Rewrite the data below as a numbered list with one item per line, leaving out any blank lines.

== Dataset rows

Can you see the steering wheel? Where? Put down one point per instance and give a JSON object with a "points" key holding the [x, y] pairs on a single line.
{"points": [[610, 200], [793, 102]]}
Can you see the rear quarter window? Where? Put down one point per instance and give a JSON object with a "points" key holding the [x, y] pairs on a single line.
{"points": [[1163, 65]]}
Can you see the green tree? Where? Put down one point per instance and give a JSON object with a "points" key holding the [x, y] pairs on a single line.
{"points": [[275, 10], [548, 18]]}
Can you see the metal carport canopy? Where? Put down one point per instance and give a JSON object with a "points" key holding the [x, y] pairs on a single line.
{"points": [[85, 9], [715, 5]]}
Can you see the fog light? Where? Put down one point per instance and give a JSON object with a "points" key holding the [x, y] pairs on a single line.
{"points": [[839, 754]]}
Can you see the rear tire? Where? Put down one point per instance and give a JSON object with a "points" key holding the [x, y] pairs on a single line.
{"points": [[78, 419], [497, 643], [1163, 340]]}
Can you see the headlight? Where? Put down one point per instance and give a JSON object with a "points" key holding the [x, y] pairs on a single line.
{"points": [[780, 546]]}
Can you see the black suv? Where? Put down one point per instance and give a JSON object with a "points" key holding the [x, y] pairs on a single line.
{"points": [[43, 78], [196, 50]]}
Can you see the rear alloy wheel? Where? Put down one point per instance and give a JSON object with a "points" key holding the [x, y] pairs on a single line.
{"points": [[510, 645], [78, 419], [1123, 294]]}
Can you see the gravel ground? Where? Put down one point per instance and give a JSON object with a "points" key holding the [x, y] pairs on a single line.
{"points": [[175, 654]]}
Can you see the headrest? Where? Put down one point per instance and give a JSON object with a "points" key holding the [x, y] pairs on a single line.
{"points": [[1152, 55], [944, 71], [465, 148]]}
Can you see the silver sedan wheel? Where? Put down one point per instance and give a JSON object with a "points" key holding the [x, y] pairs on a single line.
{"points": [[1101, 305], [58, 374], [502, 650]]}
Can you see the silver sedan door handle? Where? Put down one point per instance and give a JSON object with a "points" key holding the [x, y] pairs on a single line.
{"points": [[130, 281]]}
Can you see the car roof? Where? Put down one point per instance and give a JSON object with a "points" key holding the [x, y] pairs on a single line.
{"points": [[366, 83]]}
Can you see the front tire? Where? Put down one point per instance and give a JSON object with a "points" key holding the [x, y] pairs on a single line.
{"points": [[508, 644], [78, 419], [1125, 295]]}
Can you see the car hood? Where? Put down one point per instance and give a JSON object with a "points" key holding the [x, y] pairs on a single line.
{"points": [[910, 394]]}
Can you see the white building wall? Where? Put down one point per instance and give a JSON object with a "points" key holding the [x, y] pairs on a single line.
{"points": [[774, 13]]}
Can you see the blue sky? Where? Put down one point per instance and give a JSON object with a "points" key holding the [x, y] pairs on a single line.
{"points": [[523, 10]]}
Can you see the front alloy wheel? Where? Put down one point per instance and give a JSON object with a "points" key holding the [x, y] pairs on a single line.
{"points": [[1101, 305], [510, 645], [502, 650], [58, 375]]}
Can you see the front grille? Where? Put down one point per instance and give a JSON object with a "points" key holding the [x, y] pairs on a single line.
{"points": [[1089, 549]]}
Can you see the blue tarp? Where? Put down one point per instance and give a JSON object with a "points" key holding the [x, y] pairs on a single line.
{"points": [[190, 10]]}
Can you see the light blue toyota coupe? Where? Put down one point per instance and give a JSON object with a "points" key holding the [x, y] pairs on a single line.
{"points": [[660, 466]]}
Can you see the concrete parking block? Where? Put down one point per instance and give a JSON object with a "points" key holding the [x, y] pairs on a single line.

====

Final result:
1. Can you see the steering wheel? Where? Put down one point per instance and give a JSON object with a "points" key holding the [x, y] pairs on a single line.
2. {"points": [[610, 200], [793, 102]]}
3. Can you see the rear quarter window? Where? Put down one point per instance and give a JSON object with a "points" key holding the [x, y] pairs on a single line.
4. {"points": [[1163, 65]]}
5. Can you see the green tree? Where? Put down one point per instance and give a JSON object with a "points" key holding the [x, y] pairs on a single line.
6. {"points": [[275, 10], [548, 18]]}
7. Can you see the metal carport canopy? Where? Put down one point per instance and give a JSON object with a "points" key holding the [x, y] pairs on a single line.
8. {"points": [[85, 9], [715, 5]]}
9. Can you see the fog light? Where? Put down one point per instance and give a JSON object with a "points" key holding the [x, y] pairs on a single line.
10. {"points": [[839, 754]]}
11. Can you see the rear tire? Where? Put down one point per instance and give a JSON object with a "points" key holding the [x, y] pairs on a single line.
12. {"points": [[78, 419], [497, 643], [1163, 340]]}
13. Can you see the headlight? Where? Put down one point per instance and give a JSON object with a "points" key holding the [x, y] pairs on a single line.
14. {"points": [[780, 546]]}
15. Can you see the black suv? Where? Put down one point per instance and give a JSON object with a "points" key holding the [x, y] pairs on a single line.
16. {"points": [[43, 78], [196, 50]]}
17. Can you see the rear alloy wheel? Where? Put down one point per instance and give a JSON object with a "points" key holding the [x, y] pairs on a single line.
18. {"points": [[510, 645], [78, 419], [1123, 294]]}
19. Can you see the gravel ground? Where? Put down one point per instance and give a JSON object with a "points" key holding the [x, y] pairs on a single line.
20. {"points": [[175, 654]]}
21. Can you see the headrest? Where? Put down one point per instance and give a JSON object with a "points" key holding the [x, y] pairs on a single line.
22. {"points": [[1152, 55], [944, 71], [465, 148]]}
23. Can you see the silver sedan wheel? Where? Put down one point per instance and give a JSON object with a "points" key holding the [x, y] pairs on a single line.
24. {"points": [[1101, 305], [58, 374], [502, 650]]}
25. Can you see the silver sedan door handle? Where? Put down one point per instance and give a JSON object with a "points" key holding the [x, y] pairs on a single line.
26. {"points": [[130, 281]]}
27. Can you see the car roof? Where? Put down one point per instance and give a JSON object with a "points" key holding the [x, y] pairs on a single line.
28. {"points": [[366, 83]]}
29. Can you see the front tire? Where? Put down one point per instance and give a JSON object with a "points" key holding the [x, y] pairs on a single line.
30. {"points": [[508, 644], [78, 419], [1125, 295]]}
31. Can you see the car hood? Where? Put down one point per instance and give a JSON object with a "points" key holding the [x, y] pairs on a single line.
32. {"points": [[910, 394]]}
33. Can you see the white building wall? Where? Put down one point per instance and give a JSON object with a "points" key holding the [x, y] pairs on a single line.
34. {"points": [[774, 13]]}
35. Can you see the blue sky? Where? Put down one point per instance and give a JSON object with a "points" key holding the [x, y] pairs on a single line.
36. {"points": [[523, 10]]}
37. Can you see the front alloy wheel? Where? Put down one point per instance and give a JSON object with a "points" key holding the [x, y] pairs on a single line.
38. {"points": [[1101, 305], [510, 645], [502, 650], [58, 375]]}
39. Can you see the front grille? Where? Put down one point per instance and give a JSON object with a "points" key holding the [x, y] pairs on a single line.
40. {"points": [[1089, 549]]}
41. Can you see the blue tarp? Where? Put down one point per instance and give a JSON object with a "points" key holding the [x, y] pairs on a single line.
42. {"points": [[190, 10]]}
43. Can you see the light blue toyota coupe? Where? Put down one point per instance and give a JSON object with a "points" key holding the [x, y] pairs on a single line.
44. {"points": [[660, 466]]}
45. Can you see the concrete parking block? Where? Put down one point per instance and give a JSON object with a "points" key holding the [x, y] pairs on a single line.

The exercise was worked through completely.